START Extracted entries

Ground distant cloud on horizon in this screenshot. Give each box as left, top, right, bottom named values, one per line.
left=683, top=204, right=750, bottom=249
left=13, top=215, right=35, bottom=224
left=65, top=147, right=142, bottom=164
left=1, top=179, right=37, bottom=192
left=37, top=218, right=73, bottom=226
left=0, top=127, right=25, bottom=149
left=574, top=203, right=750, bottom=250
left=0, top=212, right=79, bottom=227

END Extracted entries
START Extracted entries

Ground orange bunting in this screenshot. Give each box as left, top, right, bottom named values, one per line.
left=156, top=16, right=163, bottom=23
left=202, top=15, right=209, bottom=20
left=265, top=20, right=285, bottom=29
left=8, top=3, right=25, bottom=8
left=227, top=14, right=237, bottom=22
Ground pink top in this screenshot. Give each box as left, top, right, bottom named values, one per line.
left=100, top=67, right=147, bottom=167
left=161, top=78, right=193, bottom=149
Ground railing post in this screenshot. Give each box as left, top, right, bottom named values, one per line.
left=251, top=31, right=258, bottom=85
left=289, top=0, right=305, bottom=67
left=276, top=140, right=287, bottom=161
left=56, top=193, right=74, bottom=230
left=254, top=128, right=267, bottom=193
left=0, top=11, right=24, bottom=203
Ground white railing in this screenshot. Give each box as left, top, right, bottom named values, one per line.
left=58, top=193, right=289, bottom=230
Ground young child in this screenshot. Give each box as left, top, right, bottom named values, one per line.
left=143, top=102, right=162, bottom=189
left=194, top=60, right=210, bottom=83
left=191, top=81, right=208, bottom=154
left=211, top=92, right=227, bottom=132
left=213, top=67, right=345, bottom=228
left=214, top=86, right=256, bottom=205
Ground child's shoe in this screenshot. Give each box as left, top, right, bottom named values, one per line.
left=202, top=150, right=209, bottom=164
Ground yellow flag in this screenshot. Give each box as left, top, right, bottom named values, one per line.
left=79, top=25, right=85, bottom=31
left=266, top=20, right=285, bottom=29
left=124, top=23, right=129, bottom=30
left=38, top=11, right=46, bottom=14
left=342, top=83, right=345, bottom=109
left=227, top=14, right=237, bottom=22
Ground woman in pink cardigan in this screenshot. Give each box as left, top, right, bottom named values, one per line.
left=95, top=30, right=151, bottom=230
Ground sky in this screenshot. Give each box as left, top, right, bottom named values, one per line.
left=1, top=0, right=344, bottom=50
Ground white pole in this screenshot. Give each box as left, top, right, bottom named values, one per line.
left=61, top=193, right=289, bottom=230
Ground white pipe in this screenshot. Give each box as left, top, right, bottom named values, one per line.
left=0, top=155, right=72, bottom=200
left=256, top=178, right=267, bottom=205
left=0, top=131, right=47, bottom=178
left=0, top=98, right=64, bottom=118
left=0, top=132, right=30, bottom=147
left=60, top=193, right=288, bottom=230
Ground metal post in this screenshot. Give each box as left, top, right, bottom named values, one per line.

END Extracted entries

Exercise: Using the data above, extract exactly the lines from the one that holds "Ground yellow flag" to the one that holds "Ground metal post", both ends included, and no others.

Written response:
Ground yellow flag in this screenshot. Give each box as left, top, right, bottom named values, one per line.
left=79, top=25, right=85, bottom=31
left=266, top=20, right=285, bottom=29
left=124, top=23, right=129, bottom=30
left=38, top=11, right=46, bottom=14
left=342, top=83, right=345, bottom=109
left=227, top=14, right=237, bottom=22
Ground woman in pink cardigan in this screenshot. Give each box as left, top, right, bottom named values, one per line.
left=95, top=30, right=151, bottom=230
Ground sky in this screenshot. Give each box as left, top, right, bottom named values, one per line.
left=1, top=0, right=344, bottom=50
Ground white pole in this screenshot. Give each box as left, top, right, bottom named values, one per line.
left=61, top=193, right=289, bottom=230
Ground white pipe in this screenshot. Give each box as left, top, right, bottom named values, one per line.
left=0, top=155, right=72, bottom=200
left=256, top=178, right=267, bottom=205
left=0, top=131, right=47, bottom=178
left=0, top=98, right=64, bottom=118
left=0, top=132, right=30, bottom=147
left=60, top=193, right=288, bottom=230
Ground metal post in this screenshot. Give each box as left, top, right, bottom named values, one per line.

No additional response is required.